--- Exercise input Enclosed Below ---

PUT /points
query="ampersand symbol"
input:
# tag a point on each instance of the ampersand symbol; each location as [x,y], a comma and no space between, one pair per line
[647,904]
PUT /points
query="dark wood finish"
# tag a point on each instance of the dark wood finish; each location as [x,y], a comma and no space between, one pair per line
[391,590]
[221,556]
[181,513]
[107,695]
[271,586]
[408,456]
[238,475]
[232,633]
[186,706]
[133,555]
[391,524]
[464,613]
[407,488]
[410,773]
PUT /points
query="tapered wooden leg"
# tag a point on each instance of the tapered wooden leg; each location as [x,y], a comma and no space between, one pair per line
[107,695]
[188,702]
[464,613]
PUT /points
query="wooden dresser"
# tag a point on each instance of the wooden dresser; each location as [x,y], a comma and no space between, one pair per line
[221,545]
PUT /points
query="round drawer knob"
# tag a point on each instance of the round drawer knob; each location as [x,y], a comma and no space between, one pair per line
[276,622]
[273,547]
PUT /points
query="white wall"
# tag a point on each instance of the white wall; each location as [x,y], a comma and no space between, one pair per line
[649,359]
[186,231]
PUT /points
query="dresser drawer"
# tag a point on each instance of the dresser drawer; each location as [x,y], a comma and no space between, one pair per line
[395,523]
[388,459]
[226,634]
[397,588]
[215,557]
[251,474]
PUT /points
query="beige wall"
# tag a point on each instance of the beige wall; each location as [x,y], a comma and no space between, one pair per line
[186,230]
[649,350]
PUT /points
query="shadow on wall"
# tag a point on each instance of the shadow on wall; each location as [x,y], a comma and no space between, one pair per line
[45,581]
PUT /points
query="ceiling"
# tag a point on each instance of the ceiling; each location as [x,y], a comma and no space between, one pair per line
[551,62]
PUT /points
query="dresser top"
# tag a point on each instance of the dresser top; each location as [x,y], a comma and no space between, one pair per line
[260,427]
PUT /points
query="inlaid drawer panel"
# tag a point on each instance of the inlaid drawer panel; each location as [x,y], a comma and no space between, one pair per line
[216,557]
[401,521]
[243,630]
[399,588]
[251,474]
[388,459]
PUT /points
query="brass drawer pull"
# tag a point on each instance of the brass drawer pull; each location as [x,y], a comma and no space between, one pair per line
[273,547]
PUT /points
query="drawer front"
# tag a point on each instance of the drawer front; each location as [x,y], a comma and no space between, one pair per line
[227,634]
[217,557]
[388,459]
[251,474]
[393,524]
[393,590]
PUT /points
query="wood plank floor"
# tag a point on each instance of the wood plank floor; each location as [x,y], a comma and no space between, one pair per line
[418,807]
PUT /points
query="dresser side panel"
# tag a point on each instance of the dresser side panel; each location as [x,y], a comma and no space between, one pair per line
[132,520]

--- End of Enclosed Exercise input ---

- **Instructions to follow**
Can you give every line above again, exactly as written?

- **Answer section**
PUT /points
query="ampersand symbol"
input:
# tag a point on each instance of the ampersand symbol; each location as [x,y], a comma and no space between, one pair per line
[647,904]
PUT /points
query="dark wood finish"
# tag a point on each instance of the dark wood finish; each location as [x,y], a comma and no space between, one pair per line
[391,590]
[221,556]
[181,513]
[107,695]
[271,586]
[408,456]
[238,475]
[232,633]
[186,706]
[133,555]
[391,524]
[464,613]
[407,488]
[410,773]
PUT /points
query="tapered wooden leg"
# tag a point on each instance of the tapered wooden leg; each location as [x,y], a comma and no space between, one pair per line
[107,695]
[188,702]
[464,613]
PUT /points
query="wooden dresser"
# tag a point on each instance of the wooden dresser; each location as [x,y], a comma and no space between, one pair per line
[221,545]
PUT /points
query="round drawer knob"
# tag a point on each instance of the round drawer knob; each location as [x,y], a comma and no space between, one pair per line
[276,622]
[273,547]
PUT /points
query="white wall"
# tag a point on each instance of the white wall; each location as [x,y], a comma and no space between, one pair per line
[649,359]
[186,231]
PUT /points
query="dresser drawer"
# tag a point on each instance of the dresser drawer; each location as [x,y], a comma and no space between, one pair per line
[395,523]
[388,459]
[226,634]
[397,588]
[215,557]
[251,474]
PUT /points
query="beige wall"
# tag a point on each instance of the beige wall; each location as [x,y], a comma and no space between, one pair per line
[186,230]
[649,350]
PUT /points
query="shadow on wall"
# tag a point on each instance of the shadow on wall; each location as [x,y], a comma and no space between, one pair per line
[45,581]
PUT /points
query="ceiling"
# tag a point on each instance of the ceiling; each location as [x,y], a comma and no space between, one pair per line
[551,62]
PUT /points
query="dresser top"
# tag a point on each instance of the dresser top; each location as [x,y], a comma and no space between, one pair per line
[260,427]
PUT /points
query="inlaid drawer panel"
# tag a point on each instance of the inlaid drawer panel; each location as [x,y], a comma and no space between, one pair per line
[216,557]
[401,521]
[243,630]
[399,588]
[251,474]
[388,459]
PUT /points
query="brass drawer pull"
# tag a point on each instance of the brass drawer pull; each location as [x,y], a comma and no space between, one pair per line
[273,547]
PUT /points
query="drawer front"
# tag a point on each instance of the drawer front; each location as [x,y], a comma and no space between, one pair per line
[227,634]
[217,557]
[388,459]
[251,474]
[393,524]
[393,590]
PUT /points
query="wood plank floor"
# tag a point on each instance of the wood plank floor; each location as [x,y], a comma and no space between, one pair per line
[418,807]
PUT /points
query="dresser side panel"
# tag a point on each instance of the dresser side panel; each location as [x,y], a comma and no space between, one pair per line
[132,520]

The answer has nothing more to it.